- _Objective_: Rewrite the material from its beginning through the line that contains "[373,212,389,226]", changing "nightstand" to "bedside table" and keeping everything else the same. Omit the pictures from your answer.

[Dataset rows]
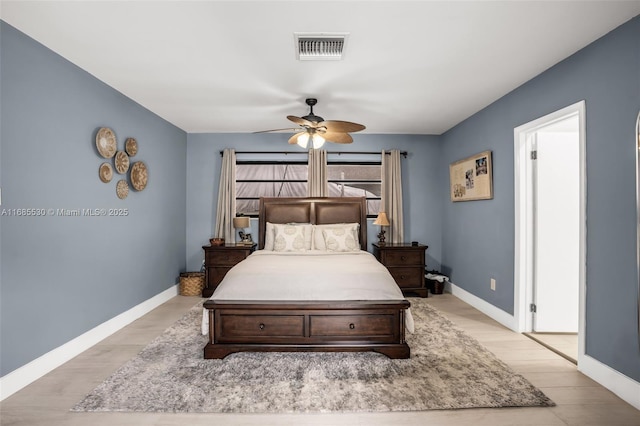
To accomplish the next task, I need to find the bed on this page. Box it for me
[203,197,413,359]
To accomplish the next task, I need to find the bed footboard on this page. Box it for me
[204,300,410,359]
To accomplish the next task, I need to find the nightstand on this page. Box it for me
[373,243,429,297]
[202,243,257,297]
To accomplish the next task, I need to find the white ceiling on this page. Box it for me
[0,0,640,134]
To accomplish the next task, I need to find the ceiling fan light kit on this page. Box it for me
[257,98,366,149]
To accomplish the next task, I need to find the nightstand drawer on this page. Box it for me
[388,267,424,288]
[384,250,424,266]
[205,250,248,266]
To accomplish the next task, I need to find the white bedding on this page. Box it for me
[202,250,414,334]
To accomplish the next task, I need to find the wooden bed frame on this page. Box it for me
[204,197,410,358]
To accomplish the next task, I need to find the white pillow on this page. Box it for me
[264,222,313,251]
[313,223,360,250]
[322,228,360,252]
[273,225,306,251]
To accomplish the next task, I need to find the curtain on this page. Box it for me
[382,150,404,243]
[307,149,329,197]
[215,149,236,242]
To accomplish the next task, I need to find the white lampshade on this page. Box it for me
[311,133,324,149]
[297,132,325,149]
[298,133,309,148]
[233,216,250,229]
[373,212,389,226]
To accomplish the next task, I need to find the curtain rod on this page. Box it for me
[220,151,407,158]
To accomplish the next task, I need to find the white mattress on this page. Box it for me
[202,250,414,334]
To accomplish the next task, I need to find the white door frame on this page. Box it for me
[513,101,587,364]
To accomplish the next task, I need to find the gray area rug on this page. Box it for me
[72,298,554,413]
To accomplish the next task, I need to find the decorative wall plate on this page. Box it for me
[131,161,149,191]
[116,179,129,200]
[99,163,113,183]
[116,151,129,174]
[124,138,138,157]
[96,127,117,158]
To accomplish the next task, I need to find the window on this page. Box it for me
[236,161,308,217]
[327,161,382,217]
[236,153,382,217]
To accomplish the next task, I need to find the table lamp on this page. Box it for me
[233,216,253,245]
[373,212,389,245]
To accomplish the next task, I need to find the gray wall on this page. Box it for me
[187,134,442,270]
[0,22,187,375]
[440,17,640,380]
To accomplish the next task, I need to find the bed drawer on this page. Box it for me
[216,315,304,340]
[309,314,397,337]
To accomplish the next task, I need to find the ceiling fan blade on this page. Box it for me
[287,115,317,127]
[253,127,300,133]
[289,132,307,145]
[320,132,353,144]
[318,120,366,133]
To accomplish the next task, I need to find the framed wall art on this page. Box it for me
[449,151,493,201]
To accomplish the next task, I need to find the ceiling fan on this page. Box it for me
[255,98,365,149]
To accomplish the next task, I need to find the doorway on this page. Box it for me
[514,101,586,364]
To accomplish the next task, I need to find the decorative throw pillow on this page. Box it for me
[264,222,313,251]
[322,227,360,252]
[264,222,275,251]
[273,225,305,251]
[312,223,360,250]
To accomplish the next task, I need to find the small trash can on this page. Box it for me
[424,271,449,294]
[180,272,204,296]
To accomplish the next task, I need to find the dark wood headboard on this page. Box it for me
[258,197,367,250]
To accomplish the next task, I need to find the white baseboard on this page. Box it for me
[445,282,517,331]
[578,355,640,410]
[445,283,640,410]
[0,284,178,401]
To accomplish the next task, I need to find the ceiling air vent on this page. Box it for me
[293,33,349,61]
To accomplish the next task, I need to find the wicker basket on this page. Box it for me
[180,272,204,296]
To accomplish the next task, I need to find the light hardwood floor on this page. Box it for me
[0,294,640,426]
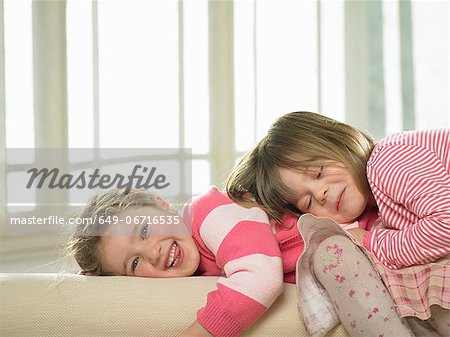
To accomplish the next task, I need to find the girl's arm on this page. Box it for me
[180,321,212,337]
[197,203,283,337]
[364,144,450,269]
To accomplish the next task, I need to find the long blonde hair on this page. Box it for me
[226,111,374,221]
[65,189,164,275]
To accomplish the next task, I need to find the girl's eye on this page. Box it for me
[131,257,139,274]
[141,223,148,240]
[317,166,323,179]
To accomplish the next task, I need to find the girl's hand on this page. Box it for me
[180,321,213,337]
[347,227,367,246]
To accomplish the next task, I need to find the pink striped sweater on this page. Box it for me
[185,187,303,337]
[364,129,450,269]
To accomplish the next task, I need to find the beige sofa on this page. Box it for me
[0,273,348,337]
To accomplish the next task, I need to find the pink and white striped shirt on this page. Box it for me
[185,187,303,337]
[364,129,450,269]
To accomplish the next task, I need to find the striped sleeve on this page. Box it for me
[364,136,450,269]
[197,198,283,336]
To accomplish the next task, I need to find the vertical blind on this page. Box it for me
[0,0,450,235]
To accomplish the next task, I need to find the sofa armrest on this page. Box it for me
[0,274,307,337]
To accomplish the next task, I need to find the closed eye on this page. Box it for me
[131,256,139,275]
[316,165,323,179]
[141,223,148,240]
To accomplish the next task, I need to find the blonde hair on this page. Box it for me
[65,189,165,275]
[226,111,374,221]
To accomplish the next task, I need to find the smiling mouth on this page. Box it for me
[166,241,180,268]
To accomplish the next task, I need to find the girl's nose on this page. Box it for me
[315,186,328,205]
[144,241,162,265]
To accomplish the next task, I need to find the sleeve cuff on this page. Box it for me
[363,232,372,252]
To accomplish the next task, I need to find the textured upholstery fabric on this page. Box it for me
[0,274,348,337]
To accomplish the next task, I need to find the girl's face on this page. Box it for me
[279,162,374,223]
[99,207,200,277]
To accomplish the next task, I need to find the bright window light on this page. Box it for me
[3,0,34,148]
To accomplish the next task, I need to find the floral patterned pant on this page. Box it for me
[313,236,415,337]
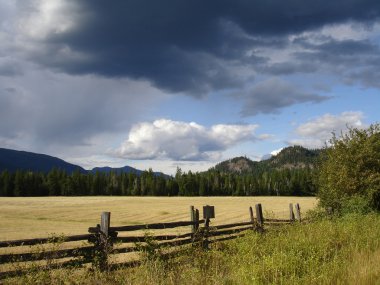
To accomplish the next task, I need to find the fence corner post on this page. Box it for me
[255,203,264,231]
[289,203,294,222]
[190,206,196,235]
[99,212,112,271]
[249,207,256,229]
[296,203,301,222]
[203,205,215,250]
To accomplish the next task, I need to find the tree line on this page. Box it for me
[0,167,317,197]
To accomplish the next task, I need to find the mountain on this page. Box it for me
[89,166,170,178]
[0,148,86,173]
[89,166,143,175]
[0,148,167,176]
[211,146,323,173]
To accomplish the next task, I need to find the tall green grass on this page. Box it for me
[5,214,380,284]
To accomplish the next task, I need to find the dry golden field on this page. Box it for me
[0,196,317,241]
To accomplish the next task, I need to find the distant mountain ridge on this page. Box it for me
[0,148,87,173]
[0,148,161,175]
[211,146,323,174]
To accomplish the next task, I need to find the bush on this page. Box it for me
[318,124,380,211]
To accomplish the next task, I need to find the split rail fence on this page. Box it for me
[0,204,301,278]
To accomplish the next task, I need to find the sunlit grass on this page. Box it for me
[5,211,380,284]
[0,196,316,241]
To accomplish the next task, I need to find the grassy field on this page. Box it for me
[0,196,317,240]
[0,213,380,285]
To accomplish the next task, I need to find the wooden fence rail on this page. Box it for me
[0,201,301,278]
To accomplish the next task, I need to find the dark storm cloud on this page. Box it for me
[38,0,380,95]
[241,78,329,116]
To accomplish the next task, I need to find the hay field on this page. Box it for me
[0,196,317,241]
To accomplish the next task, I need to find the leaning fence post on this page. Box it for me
[296,203,301,222]
[190,206,196,234]
[249,207,256,229]
[99,212,111,270]
[289,203,294,222]
[255,204,264,229]
[203,205,215,250]
[195,209,199,232]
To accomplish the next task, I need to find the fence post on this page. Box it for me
[203,205,215,250]
[190,206,196,234]
[195,209,199,232]
[99,212,111,270]
[289,203,294,222]
[296,203,301,222]
[255,204,264,230]
[249,207,256,229]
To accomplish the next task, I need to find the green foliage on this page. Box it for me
[318,124,380,211]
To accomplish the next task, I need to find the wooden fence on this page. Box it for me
[0,204,301,278]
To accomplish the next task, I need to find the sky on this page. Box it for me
[0,0,380,174]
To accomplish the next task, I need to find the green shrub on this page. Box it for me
[318,124,380,211]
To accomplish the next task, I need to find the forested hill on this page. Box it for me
[210,146,323,174]
[0,148,86,173]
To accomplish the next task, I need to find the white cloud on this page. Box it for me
[288,112,364,148]
[116,119,258,161]
[270,147,284,156]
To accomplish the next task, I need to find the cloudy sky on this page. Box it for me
[0,0,380,174]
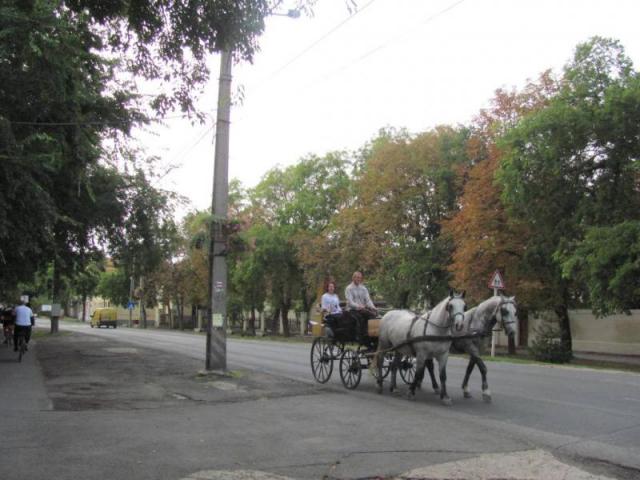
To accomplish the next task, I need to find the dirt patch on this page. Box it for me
[37,334,318,411]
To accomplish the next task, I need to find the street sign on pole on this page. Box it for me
[489,270,504,357]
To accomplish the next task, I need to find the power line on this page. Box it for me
[300,0,466,90]
[7,113,198,127]
[250,0,376,88]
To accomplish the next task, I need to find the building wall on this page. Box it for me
[498,309,640,355]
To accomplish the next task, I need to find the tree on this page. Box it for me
[110,169,179,328]
[0,0,142,296]
[498,37,640,351]
[443,71,558,306]
[558,221,640,315]
[57,0,315,113]
[248,156,350,335]
[333,126,468,307]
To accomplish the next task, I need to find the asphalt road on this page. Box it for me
[63,324,640,450]
[32,323,640,478]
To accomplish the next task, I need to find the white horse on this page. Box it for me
[374,291,465,405]
[426,295,518,402]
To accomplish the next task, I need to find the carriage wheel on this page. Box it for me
[311,337,335,383]
[340,349,362,390]
[399,356,416,385]
[371,352,393,379]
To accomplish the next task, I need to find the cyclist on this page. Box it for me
[0,308,15,344]
[13,300,35,352]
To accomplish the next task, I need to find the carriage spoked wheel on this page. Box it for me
[311,337,339,383]
[370,352,393,380]
[340,348,362,390]
[398,355,416,385]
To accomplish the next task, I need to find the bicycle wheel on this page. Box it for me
[340,349,362,390]
[311,337,334,383]
[18,335,26,363]
[399,355,416,385]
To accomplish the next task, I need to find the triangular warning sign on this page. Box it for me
[489,270,505,290]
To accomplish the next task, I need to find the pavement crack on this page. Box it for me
[322,448,484,480]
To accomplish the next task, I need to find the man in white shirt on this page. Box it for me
[344,272,378,343]
[13,300,34,352]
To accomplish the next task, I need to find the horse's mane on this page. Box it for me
[420,297,451,321]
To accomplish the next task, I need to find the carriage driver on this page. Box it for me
[344,272,378,343]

- _Exercise solution_:
To accomplish the next task, I need to find the bed on this page. Box it for me
[203,197,413,359]
To accomplish the next task, I need to find the bed footboard on this page. Box it for me
[204,300,410,359]
To accomplish the next task, I need to find the bedside table on this page. Box it for me
[373,243,429,297]
[202,243,257,297]
To accomplish the next task, I need to find the white ceiling on this page. Box it for me
[0,0,640,134]
To accomplish the next task, I need to find the ceiling fan light kit on this page. Box it for me
[257,98,366,149]
To accomplish the next task, I need to find the bedside table drawer on this page. Box it for me
[388,267,424,288]
[384,250,424,266]
[205,250,248,266]
To accomplish the next task, I need to find the white bedding on this page. Box it for me
[202,250,414,334]
To accomplish the next task, I need to find the wooden bed frame on this page. Box it for me
[204,197,410,358]
To accomplish the next task, I need to find the white pillow on this page. Box it for me
[264,222,313,251]
[313,223,360,250]
[322,228,360,252]
[273,225,306,251]
To accomplish the next task, I need to find the curtain on this page. Box it for me
[382,150,404,243]
[307,149,329,197]
[215,149,236,242]
To accomplish the next task, I need to find the white lampshade on this page. Box it for me
[311,133,324,149]
[297,132,325,149]
[298,133,309,148]
[233,216,250,229]
[373,212,389,226]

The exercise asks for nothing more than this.